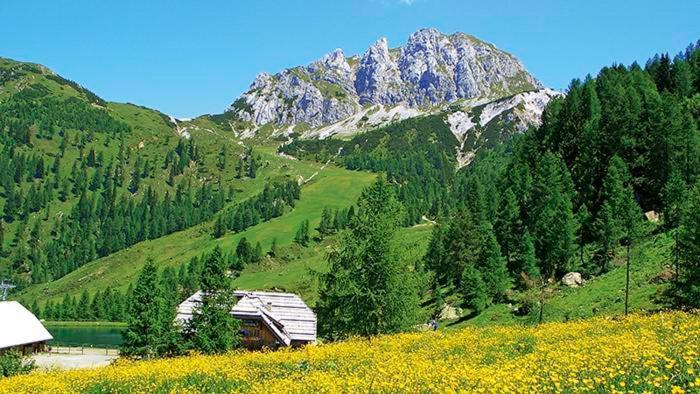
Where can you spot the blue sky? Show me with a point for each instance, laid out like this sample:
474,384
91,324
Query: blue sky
192,57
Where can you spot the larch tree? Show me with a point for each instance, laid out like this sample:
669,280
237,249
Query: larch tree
212,329
147,327
687,287
370,288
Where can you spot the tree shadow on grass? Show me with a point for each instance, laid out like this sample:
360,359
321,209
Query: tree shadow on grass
471,315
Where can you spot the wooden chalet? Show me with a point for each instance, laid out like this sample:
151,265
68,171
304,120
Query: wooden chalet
268,319
20,329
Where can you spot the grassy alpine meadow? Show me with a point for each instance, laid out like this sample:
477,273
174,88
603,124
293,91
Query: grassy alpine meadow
642,353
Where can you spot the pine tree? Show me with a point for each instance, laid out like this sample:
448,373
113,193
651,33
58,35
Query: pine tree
326,225
369,288
474,289
257,253
274,252
462,246
219,227
302,235
212,329
630,221
244,251
583,218
492,266
84,310
526,261
508,226
552,218
687,288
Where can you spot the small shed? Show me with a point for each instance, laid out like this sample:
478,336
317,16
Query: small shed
268,319
20,329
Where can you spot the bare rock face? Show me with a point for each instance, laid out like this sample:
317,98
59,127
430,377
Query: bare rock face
572,279
431,69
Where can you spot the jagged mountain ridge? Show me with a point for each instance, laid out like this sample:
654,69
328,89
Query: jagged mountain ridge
431,69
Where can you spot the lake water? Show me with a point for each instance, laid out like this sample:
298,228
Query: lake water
****************************************
§ **Aim of the exercise**
Nothing but the text is wanted: repeat the data above exactly, without its images.

§ **Output**
Where can you spot the blue sky? Show me with a point for each instance, laid out like this sample:
474,384
91,324
Query: blue sky
192,57
Where can you spot the larch tree? Show me with a point for each instance, laid out like this sample:
669,280
237,249
Query: larch tree
212,329
147,327
687,287
370,288
Where can you spot the tree shadow on grass? Show me with a point for each instance, laid out like this sample:
360,359
321,209
Query: tree shadow on grass
471,315
Where can you spot the wooden chalet? Show me with a point for each instance, laid out like this sample:
151,265
68,171
304,120
Query: wooden chalet
268,319
20,329
Where can you spot the grassy alpine meadow? Show me with a point for each instance, laid out like this sample:
477,273
174,88
603,124
293,91
Query: grassy alpine meadow
642,353
Where can you spot the pine tree? Show me with a point for each instance, laid out like this sample:
448,373
113,193
651,33
58,35
Query: pine tree
326,225
369,288
474,289
257,253
274,252
462,246
219,227
302,235
212,329
630,221
244,251
583,218
492,266
84,310
526,261
508,226
552,218
687,288
Where can you spot the small shed? Show me with a point for each instance, laid out like this sample:
478,336
317,16
Query: small shed
268,319
20,329
Where can you spot the bare rock face? Show me with a point for each instance, laid out like this sample:
317,98
59,127
430,377
Query: bare rock face
572,279
431,69
Where can you spot the jagged mountain ridge? Show me with a point for each instance, laid out like this sample:
654,69
328,89
Query: jagged mountain ridge
431,69
Where can you spot the lake water? Show me with a point for each instance, laid out like this sample:
298,228
Query: lake water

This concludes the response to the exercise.